What to work on → Pick out and copy each line of the material below that contains the word "blue". Case counts.

Coordinate labeling data
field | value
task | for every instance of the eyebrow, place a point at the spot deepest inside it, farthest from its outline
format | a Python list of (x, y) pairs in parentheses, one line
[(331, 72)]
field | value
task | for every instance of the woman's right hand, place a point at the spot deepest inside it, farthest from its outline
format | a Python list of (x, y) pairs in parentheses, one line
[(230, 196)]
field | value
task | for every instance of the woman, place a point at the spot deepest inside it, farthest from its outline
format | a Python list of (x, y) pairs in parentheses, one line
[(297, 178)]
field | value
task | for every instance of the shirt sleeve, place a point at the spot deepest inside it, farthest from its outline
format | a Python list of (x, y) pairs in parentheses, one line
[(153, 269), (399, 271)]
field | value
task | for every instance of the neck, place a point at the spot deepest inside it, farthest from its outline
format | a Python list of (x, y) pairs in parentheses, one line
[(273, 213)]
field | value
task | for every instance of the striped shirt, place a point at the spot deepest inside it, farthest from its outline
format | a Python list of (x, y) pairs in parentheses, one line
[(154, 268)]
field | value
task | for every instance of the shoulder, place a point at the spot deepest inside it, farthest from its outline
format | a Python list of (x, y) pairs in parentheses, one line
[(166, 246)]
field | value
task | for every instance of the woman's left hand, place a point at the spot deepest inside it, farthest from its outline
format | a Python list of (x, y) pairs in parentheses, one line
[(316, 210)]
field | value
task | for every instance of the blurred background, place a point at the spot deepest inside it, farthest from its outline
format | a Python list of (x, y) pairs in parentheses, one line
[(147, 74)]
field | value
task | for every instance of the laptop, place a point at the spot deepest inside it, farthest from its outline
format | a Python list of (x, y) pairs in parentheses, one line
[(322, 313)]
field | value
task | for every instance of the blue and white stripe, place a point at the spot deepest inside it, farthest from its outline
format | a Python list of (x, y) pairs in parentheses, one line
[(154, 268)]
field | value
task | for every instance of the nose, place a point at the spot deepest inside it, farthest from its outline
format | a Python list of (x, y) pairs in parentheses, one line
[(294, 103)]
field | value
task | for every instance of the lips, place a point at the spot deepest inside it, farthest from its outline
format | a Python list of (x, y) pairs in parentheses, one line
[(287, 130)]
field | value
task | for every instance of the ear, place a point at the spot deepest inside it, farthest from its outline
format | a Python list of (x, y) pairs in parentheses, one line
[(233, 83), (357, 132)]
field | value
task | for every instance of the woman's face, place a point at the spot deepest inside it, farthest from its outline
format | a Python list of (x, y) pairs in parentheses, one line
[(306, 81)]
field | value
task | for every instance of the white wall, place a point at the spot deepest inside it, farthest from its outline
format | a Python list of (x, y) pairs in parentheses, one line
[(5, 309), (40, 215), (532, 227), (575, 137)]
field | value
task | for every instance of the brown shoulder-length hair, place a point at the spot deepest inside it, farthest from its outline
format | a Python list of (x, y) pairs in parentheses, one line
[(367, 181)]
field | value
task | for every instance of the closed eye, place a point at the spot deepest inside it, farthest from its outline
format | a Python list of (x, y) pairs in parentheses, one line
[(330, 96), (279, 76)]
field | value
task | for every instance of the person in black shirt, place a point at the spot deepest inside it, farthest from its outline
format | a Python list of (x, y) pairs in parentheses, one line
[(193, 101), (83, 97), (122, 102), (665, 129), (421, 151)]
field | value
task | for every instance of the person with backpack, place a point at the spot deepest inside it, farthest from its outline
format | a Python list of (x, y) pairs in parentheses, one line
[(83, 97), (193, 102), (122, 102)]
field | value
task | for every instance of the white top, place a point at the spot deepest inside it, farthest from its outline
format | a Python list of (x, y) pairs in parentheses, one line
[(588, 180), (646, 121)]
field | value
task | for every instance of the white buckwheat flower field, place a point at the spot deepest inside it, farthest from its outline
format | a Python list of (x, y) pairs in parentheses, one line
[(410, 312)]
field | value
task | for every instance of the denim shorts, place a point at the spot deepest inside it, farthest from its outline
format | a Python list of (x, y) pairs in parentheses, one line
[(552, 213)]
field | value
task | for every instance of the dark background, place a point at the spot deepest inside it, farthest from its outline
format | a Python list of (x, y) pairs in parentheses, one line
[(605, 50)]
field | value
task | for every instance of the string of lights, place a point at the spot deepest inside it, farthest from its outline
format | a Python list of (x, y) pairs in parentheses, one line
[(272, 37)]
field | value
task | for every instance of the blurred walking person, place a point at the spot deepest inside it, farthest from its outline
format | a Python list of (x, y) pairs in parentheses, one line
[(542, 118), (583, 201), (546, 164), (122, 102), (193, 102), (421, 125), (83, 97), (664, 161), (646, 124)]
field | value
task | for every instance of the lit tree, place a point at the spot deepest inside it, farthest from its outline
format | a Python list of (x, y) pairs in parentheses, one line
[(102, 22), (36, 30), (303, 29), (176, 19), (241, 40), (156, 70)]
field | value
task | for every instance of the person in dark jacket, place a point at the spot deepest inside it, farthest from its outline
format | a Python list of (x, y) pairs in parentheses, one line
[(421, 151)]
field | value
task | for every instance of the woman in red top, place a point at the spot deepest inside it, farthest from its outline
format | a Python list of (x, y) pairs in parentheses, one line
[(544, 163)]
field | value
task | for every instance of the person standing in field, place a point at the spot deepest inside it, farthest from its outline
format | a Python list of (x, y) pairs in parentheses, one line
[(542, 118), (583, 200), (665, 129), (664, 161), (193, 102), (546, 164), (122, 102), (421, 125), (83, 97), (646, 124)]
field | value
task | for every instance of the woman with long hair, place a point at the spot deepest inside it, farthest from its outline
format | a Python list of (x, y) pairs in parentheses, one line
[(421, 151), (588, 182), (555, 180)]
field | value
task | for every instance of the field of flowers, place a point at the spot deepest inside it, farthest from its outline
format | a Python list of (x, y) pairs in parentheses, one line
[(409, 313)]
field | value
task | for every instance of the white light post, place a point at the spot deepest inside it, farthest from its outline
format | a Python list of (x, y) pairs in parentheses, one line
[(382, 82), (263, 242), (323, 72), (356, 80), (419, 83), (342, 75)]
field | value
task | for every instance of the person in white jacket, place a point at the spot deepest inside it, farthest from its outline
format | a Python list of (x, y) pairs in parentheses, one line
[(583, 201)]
* * *
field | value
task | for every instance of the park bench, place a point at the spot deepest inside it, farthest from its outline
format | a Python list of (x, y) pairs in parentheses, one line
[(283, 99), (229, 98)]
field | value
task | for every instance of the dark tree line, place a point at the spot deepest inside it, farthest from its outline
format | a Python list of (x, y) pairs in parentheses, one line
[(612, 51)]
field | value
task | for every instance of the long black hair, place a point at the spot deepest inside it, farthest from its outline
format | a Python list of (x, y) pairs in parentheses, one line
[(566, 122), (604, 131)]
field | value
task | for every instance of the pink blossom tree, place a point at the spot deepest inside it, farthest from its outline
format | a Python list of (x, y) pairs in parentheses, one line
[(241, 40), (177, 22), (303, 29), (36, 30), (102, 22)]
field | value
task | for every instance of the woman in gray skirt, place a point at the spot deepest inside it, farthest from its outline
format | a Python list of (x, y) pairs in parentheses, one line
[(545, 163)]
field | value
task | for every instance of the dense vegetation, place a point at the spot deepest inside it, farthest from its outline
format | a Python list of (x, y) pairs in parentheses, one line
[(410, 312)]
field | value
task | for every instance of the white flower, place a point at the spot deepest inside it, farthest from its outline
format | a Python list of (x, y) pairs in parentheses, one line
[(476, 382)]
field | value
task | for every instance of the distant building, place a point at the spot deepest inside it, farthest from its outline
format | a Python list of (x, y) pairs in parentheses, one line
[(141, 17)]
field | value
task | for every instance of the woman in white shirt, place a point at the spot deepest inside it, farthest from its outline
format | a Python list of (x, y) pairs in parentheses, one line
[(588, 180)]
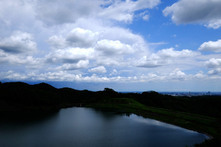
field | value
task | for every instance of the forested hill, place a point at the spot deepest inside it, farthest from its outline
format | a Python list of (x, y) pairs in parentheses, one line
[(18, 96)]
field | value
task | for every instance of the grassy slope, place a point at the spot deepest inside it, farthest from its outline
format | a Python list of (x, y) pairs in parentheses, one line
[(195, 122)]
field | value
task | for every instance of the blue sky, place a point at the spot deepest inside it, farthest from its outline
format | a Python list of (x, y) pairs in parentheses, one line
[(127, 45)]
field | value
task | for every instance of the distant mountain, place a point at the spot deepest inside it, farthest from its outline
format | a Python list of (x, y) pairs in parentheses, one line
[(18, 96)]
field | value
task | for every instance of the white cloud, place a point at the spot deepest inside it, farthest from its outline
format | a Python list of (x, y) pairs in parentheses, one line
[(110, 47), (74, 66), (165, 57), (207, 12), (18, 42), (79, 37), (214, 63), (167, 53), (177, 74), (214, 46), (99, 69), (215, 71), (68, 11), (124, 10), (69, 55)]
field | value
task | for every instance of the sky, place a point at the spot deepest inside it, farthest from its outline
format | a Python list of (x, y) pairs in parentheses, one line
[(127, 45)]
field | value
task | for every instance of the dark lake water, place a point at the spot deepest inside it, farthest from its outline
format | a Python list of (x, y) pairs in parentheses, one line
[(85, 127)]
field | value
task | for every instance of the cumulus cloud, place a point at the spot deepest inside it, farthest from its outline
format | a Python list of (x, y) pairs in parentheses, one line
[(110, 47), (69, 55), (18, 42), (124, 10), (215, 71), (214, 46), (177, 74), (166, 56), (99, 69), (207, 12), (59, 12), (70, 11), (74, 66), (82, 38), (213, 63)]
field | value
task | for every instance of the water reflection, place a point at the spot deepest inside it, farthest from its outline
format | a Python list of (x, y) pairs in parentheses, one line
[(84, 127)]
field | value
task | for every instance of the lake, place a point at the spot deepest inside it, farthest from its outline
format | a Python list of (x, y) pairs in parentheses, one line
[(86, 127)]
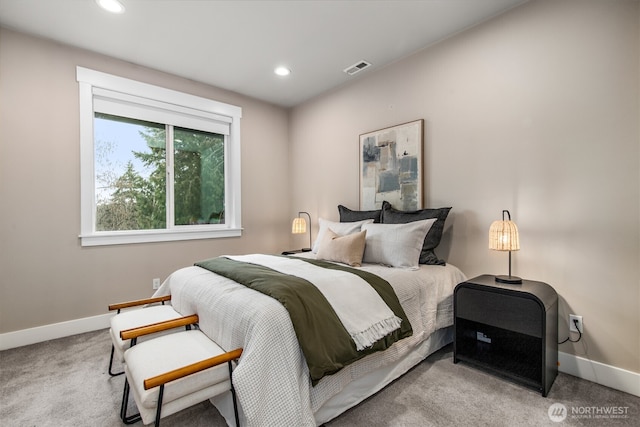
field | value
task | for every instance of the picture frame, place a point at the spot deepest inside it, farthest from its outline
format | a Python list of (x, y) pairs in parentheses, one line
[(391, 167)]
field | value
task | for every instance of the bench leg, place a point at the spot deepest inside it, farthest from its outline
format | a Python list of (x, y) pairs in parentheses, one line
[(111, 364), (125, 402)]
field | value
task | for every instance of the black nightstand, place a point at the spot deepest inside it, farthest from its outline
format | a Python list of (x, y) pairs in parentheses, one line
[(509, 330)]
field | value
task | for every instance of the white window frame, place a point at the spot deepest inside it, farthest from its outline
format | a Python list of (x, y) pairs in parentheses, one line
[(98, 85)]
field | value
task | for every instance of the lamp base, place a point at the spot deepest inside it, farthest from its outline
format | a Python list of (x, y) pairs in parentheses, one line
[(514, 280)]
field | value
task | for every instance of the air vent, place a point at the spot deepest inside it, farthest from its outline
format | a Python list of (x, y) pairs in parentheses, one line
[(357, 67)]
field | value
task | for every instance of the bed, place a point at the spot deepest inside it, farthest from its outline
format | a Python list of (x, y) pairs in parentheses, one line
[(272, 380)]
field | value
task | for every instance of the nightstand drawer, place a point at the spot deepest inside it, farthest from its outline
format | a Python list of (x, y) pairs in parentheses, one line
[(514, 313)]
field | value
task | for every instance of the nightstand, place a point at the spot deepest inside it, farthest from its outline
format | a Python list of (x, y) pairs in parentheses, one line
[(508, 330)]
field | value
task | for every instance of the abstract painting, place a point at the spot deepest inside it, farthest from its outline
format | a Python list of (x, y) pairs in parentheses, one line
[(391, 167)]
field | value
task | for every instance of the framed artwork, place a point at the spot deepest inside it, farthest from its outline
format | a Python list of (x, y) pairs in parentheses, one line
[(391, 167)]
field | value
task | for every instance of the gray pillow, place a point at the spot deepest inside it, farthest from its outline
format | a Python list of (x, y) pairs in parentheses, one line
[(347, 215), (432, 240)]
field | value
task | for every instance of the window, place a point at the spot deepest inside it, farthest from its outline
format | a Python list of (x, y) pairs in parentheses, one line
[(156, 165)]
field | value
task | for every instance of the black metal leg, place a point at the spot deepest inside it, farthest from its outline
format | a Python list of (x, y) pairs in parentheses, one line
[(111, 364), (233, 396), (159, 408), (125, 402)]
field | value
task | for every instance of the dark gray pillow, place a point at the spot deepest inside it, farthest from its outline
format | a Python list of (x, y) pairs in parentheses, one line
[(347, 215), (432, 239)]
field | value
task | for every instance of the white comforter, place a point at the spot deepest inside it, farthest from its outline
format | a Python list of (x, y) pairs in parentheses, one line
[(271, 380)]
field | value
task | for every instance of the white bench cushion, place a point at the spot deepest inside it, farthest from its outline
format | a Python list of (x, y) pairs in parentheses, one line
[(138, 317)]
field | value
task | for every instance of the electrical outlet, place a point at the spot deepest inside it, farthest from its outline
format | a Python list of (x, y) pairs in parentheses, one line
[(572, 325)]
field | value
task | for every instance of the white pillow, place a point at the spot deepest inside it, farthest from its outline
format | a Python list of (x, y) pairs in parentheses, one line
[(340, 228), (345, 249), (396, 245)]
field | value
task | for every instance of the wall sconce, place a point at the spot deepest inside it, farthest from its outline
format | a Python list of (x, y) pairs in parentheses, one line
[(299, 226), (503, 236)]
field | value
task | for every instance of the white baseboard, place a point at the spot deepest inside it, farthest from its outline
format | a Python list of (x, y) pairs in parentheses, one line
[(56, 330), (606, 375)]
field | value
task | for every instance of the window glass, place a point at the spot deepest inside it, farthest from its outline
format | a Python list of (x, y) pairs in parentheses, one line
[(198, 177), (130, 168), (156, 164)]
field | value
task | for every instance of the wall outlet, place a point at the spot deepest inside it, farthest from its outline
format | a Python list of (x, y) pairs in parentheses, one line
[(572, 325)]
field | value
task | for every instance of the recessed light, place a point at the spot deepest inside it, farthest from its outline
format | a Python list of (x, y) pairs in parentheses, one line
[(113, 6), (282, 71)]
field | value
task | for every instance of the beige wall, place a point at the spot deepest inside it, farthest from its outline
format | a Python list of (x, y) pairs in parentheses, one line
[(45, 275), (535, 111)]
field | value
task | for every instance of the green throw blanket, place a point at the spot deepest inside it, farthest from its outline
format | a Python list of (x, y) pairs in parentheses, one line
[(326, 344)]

Correct response →
task | for every instance of the blue and white stripe, place a point at the spot deepest inside it, farthest from its outline
task | for every instance of the blue sky, place a point at the spot deepest inside it, farthest from its outline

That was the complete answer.